Refinaria, startups e institutos de pesquisa investem alto nesta palmeira nativa do Brasil de olho no competitivo mercado dos óleos vegetais

“Escolhemos a macaúba como a principal matéria-prima do futuro”. É assim que o vice-presidente de novos negócios da Acelen, Marcelo Cordaro, justifica o investimento nessa matéria-prima riquíssima em óleo. Boa parte dos mais de R$ 12 bilhões anunciados pela empresa para combustíveis renováveis está sendo destinado à palmeira – R$ 8,5 bilhões, mais especificamente.

Controladora da refinaria de Mataripe, na Bahia, a Acelen não foi a única a crescer os olhos para a macaúba. Outras empresas e diversos institutos de pesquisa perceberam que essa planta nativa do Brasil amadureceu no mercado. “Nunca vi tanta gente falando ‘macaúba’ em tantos lugares”, diz Cordaro.

Nos Emirados Árabes, por exemplo, o termo pegou. Proprietária da Acelen, a Mubadala Capital, braço de investimentos do fundo soberano de Abu Dhabi, deixou de lado o estrangeirismo “macauba palm” para incorporar a macaúba em sua plenitude, começando pelo nome. Interessada em uma cadeia verticalizada para produzir biocombustível, a companhia vislumbrou na cultura dessa palmeira as dimensões ideais para o negócio.

Itens listados:

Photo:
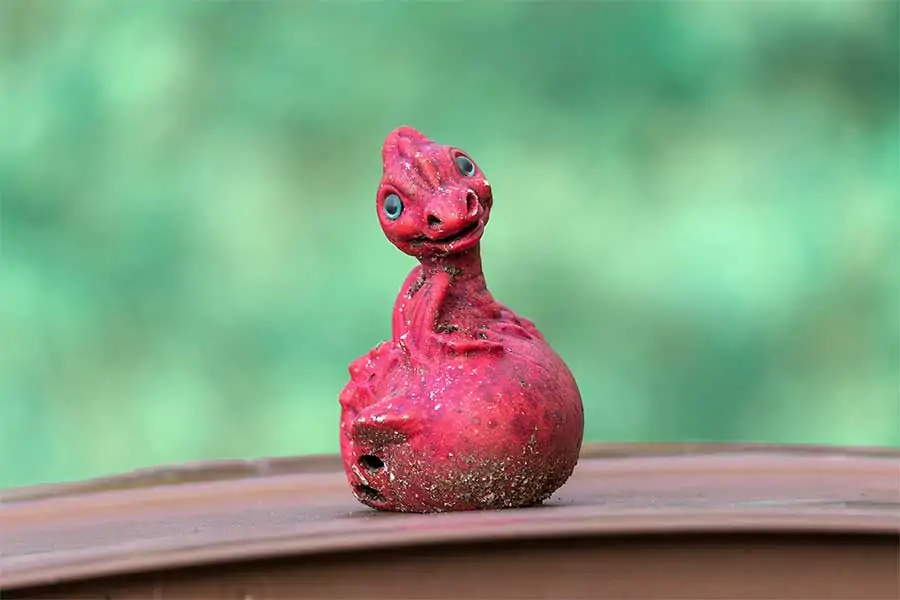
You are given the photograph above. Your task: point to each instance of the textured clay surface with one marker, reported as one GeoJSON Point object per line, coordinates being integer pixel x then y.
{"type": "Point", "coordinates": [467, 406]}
...
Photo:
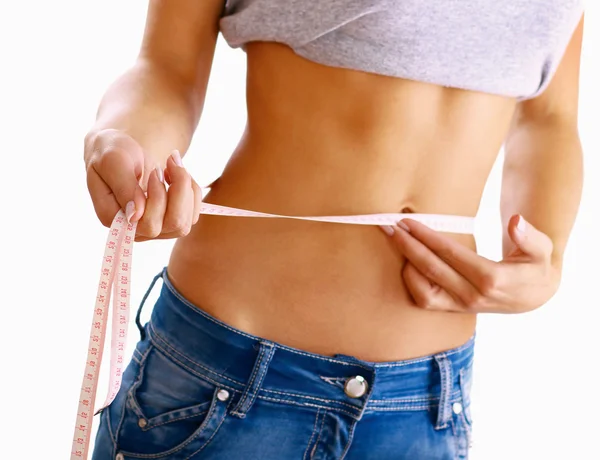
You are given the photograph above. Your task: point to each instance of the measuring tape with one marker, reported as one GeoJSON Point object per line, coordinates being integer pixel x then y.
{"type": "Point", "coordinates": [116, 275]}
---
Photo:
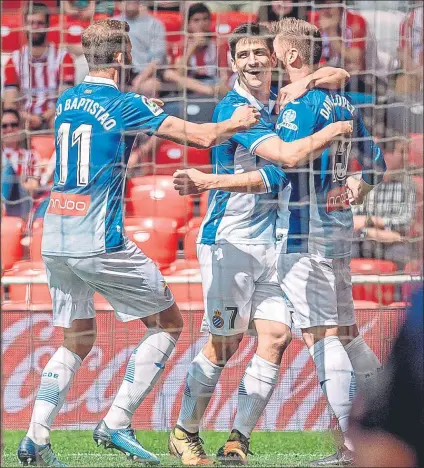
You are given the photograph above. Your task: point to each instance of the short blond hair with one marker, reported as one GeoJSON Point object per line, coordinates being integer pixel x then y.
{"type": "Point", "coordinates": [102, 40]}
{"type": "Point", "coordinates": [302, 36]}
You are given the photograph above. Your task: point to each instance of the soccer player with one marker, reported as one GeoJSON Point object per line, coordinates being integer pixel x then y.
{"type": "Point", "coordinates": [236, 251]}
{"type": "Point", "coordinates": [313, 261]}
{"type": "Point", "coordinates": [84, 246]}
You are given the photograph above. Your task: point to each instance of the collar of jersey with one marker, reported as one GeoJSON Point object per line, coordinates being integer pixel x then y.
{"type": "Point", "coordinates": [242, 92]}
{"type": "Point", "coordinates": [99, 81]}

Instruções:
A. Devolva a parte do trecho sobre a macaúba começando em "Controladora da refinaria" e seguindo até "para o negócio.", sem alterar nenhuma palavra.
B. Segundo o trecho sobre a macaúba, quanto dos mais de R$ 12 bilhões anunciados pela Acelen para combustíveis renováveis está sendo destinado à palmeira?

Respostas fornecidas:
A.
Controladora da refinaria de Mataripe, na Bahia, a Acelen não foi a única a crescer os olhos para a macaúba. Outras empresas e diversos institutos de pesquisa perceberam que essa planta nativa do Brasil amadureceu no mercado. “Nunca vi tanta gente falando ‘macaúba’ em tantos lugares”, diz Cordaro.

Nos Emirados Árabes, por exemplo, o termo pegou. Proprietária da Acelen, a Mubadala Capital, braço de investimentos do fundo soberano de Abu Dhabi, deixou de lado o estrangeirismo “macauba palm” para incorporar a macaúba em sua plenitude, começando pelo nome. Interessada em uma cadeia verticalizada para produzir biocombustível, a companhia vislumbrou na cultura dessa palmeira as dimensões ideais para o negócio.

B. R$ 8,5 bilhões.